-- TEXT FOR ANALYSIS follows --

For CBI, no different to firms in the financial sector, the risks faced by AML/CFT supervisors are changing rapidly given the rise of new ways financial services are provided and how financial markets operate. This requires CBI to continuously review its own understanding of risks in firms, sectors and the system as a whole, and the measures CBI should take to mitigate those risks. It is for this reason, as part of the CBI’s strategy, that CBI is enhancing its regulatory and supervisory approach to be more data-driven, intelligence-led and scalable.
CBI speech- developing macroprudential regulation for Funds
CBI Deputy Governor Vasileios Madouros delivered a speech on building resilience in markets. He noted that central banks and regulators have been increasingly focused on the resilience of markets and, within that, the role of non-bank financial intermediation. Further steps need to be taken to strengthen the resilience of segments of the non-banking financial system, including by developing a macroprudential lens in the regulation of non-banks. He discussed this with a focus on the investment fund sector, partly because this is a sector where CBI have particular expertise in regulating and supervising in Ireland, but also because the sector has grown significantly in systemic importance at a global level in recent years.

-- TEXT FOR ANALYSIS concluded --
-- COLLECTED DATA follows --

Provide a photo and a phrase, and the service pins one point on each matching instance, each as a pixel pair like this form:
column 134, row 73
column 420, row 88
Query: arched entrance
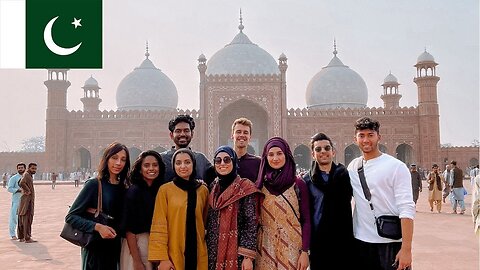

-- COLLECTED DATA concluded --

REQUIRED ACTION A: Using the CBI text, decide whether each statement agrees with it: (i) CBI is making its regulatory and supervisory approach more data-driven; (ii) the Governor of CBI gave the speech on building resilience in markets; (iii) the speech centered on the banking sector. Answer yes or no for each and quote the text's deciding words.
REQUIRED ACTION B: Write out the part of the CBI text starting with "CBI speech- developing" and going on through "in recent years.".

RESPONSE A:
(i) Yes: "CBI is enhancing its regulatory and supervisory approach to be more data-driven, intelligence-led and scalable."
(ii) No: "CBI Deputy Governor Vasileios Madouros delivered a speech on building resilience in markets."
(iii) No: "He discussed this with a focus on the investment fund sector."

RESPONSE B:
CBI speech- developing macroprudential regulation for Funds
CBI Deputy Governor Vasileios Madouros delivered a speech on building resilience in markets. He noted that central banks and regulators have been increasingly focused on the resilience of markets and, within that, the role of non-bank financial intermediation. Further steps need to be taken to strengthen the resilience of segments of the non-banking financial system, including by developing a macroprudential lens in the regulation of non-banks. He discussed this with a focus on the investment fund sector, partly because this is a sector where CBI have particular expertise in regulating and supervising in Ireland, but also because the sector has grown significantly in systemic importance at a global level in recent years.